Aufgaben
**a.** Wie viele Flüchtlinge haben sich laut dem Textauszug über den Fördervertrag im Grenzort Idomeni gesammelt?
**b.** Übersetze den folgenden Satz aus dem Textauszug über den Fördervertrag ins Englische: „Im Laufe des Montags sind erneut mehr als 1.600 Menschen über die Türkei in Griechenland eingetroffen.“
**c.** Führe den Textauszug über den Fördervertrag nach seinem letzten Satz weiter.

Textauszug
Fördervertrag oder Leistungsvertrag?

Fenninger kritisiert, dass überhaupt die Rede von einem Fördervertrag sei. Immerhin habe Österreich seine hoheitliche Aufgabe, die Menschen im Transit zu versorgen, zu weiten Teilen auf NGOs ausgelagert. Damit müsse man eigentlich von einem „Leistungsvertrag“ sprechen, dessen Erfüllung abgegolten gehöre. Weiters sei interessant, dass die Bundesregierung noch vor einigen Jahren Spenden teils verdoppelt habe - heute versuche man die Gelder für sich zu lukrieren, was einen „absoluten Kulturbruch in Österreich“ darstelle.

Erich Fenninger von der Volkshilfe

„Wir werden die Spenden sicher nicht offenlegen ... Es steht der Ministerin nicht zu, dass wir ihr unsere Spenden offenlegen“, sagt Erich Fenninger von der Volkshilfe zur Aufforderung des Innenministeriums.

Dabei gehe es nicht nur um die Versorgung von Transitflüchtlingen in Österreich. Derzeit sind mehrere österreichische NGOs an Ort und Stelle tätig, etwa im griechisch-mazedonischen Grenzort Idomeni, wo sich rund 13.000 Flüchtlinge in Zelten vor der gesperrten mazedonischen Grenze gesammelt haben. Ein Ende der Bewegung zeichnet sich derzeit trotz des in Kraft stehenden Deals zwischen EU und Türkei nicht ab. Im Laufe des Montags sind erneut mehr als 1.600 Menschen über die Türkei in Griechenland eingetroffen.

Extrahierte Daten

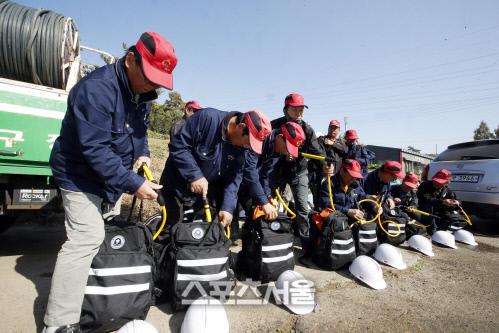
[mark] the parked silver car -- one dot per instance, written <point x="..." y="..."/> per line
<point x="475" y="175"/>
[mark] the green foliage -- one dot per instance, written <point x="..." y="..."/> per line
<point x="483" y="132"/>
<point x="411" y="148"/>
<point x="164" y="116"/>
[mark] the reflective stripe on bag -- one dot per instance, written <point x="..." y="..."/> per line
<point x="278" y="259"/>
<point x="202" y="262"/>
<point x="202" y="277"/>
<point x="347" y="251"/>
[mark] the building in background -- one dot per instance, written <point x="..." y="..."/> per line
<point x="410" y="160"/>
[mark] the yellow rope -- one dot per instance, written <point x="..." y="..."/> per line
<point x="330" y="192"/>
<point x="378" y="219"/>
<point x="466" y="217"/>
<point x="293" y="215"/>
<point x="149" y="176"/>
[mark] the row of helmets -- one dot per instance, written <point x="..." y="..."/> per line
<point x="207" y="314"/>
<point x="369" y="271"/>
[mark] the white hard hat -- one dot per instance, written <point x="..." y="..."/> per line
<point x="290" y="285"/>
<point x="138" y="326"/>
<point x="421" y="244"/>
<point x="205" y="315"/>
<point x="444" y="238"/>
<point x="390" y="255"/>
<point x="368" y="271"/>
<point x="465" y="237"/>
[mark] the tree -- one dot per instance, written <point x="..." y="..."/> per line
<point x="164" y="116"/>
<point x="483" y="132"/>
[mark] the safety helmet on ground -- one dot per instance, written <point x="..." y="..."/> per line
<point x="444" y="238"/>
<point x="466" y="237"/>
<point x="368" y="271"/>
<point x="205" y="315"/>
<point x="421" y="244"/>
<point x="138" y="326"/>
<point x="390" y="255"/>
<point x="290" y="283"/>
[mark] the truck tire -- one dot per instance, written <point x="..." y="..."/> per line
<point x="6" y="222"/>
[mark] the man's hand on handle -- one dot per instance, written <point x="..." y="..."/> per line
<point x="147" y="191"/>
<point x="225" y="218"/>
<point x="200" y="186"/>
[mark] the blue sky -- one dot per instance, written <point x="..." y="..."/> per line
<point x="421" y="73"/>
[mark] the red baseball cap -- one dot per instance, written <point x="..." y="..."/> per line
<point x="352" y="167"/>
<point x="193" y="105"/>
<point x="158" y="58"/>
<point x="351" y="135"/>
<point x="294" y="100"/>
<point x="442" y="176"/>
<point x="394" y="168"/>
<point x="259" y="129"/>
<point x="334" y="122"/>
<point x="411" y="180"/>
<point x="294" y="137"/>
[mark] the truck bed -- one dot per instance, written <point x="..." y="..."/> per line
<point x="30" y="121"/>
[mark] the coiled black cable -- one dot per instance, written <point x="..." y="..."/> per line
<point x="33" y="45"/>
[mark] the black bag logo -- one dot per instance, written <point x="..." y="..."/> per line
<point x="275" y="226"/>
<point x="117" y="242"/>
<point x="197" y="233"/>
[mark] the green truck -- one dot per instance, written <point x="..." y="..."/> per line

Antworten der Reihe nach
**a.** Rund 13.000 Flüchtlinge.

**b.** Over the course of Monday, more than 1,600 people once again arrived in Greece via Turkey.

**c.**
Auch Rotes Kreuz pocht auf Zweckwidmung

Im Laufe des Montags hatte eine Vielzahl von NGOs ihrem Ärger Luft gemacht. Caritas-Wien-Geschäftsführer Klaus Schwertner etwa forderte im Ö1-Mittagsjournal, „dass die Bundesregierung hier nicht in die Taschen der Spenderinnen und Spender“ greife. Auch Bundesrettungskommandant Gerry Foitik betonte, dass der „Griff in die Spendenkassa durch den Staat“ von allen Hilfsorganisationen abgelehnt werde.

Wie Fenninger ließ auch Foitik anklingen, dass man dem Ministerium nicht alle Spenden zur Flüchtlingshilfe nennen werde: „Dort, wo vereinzelt Menschen gespendet haben, auch Geld gespendet haben, etwa für ein bestimmtes Transitflüchtlingsquartier oder Nickelsdorf, dort bedeutet diese Zweckwidmung natürlich auch, dass wir diese Spenden dafür einsetzen“, so Foitik. Das sei aber nur „ein geringer Bruchteil der gesammelten Spenden“. Ähnliche Töne kamen vom Arbeiter-Samariter-Bund.

Verhandlungen „nicht immer leicht“

Das Innenministerium begründet den Brief mit der im Herbst 2015 zwischen Bund und NGOs vereinbarten Sonderrichtlinie, in der es heißt, dass „grundsätzlich nur jene Kosten förderbar sind, die (...) nicht durch Zuwendung Dritter (insbesondere Spenden) abgedeckt sind“. Auf die Frage, warum man die Richtlinie überhaupt unterzeichnet habe, antwortet Fenninger damit, dass die Volkshilfe eine Hilfsorganisation mit vielen Gliederungen sei, die es in Verhandlungen nicht immer leicht habe.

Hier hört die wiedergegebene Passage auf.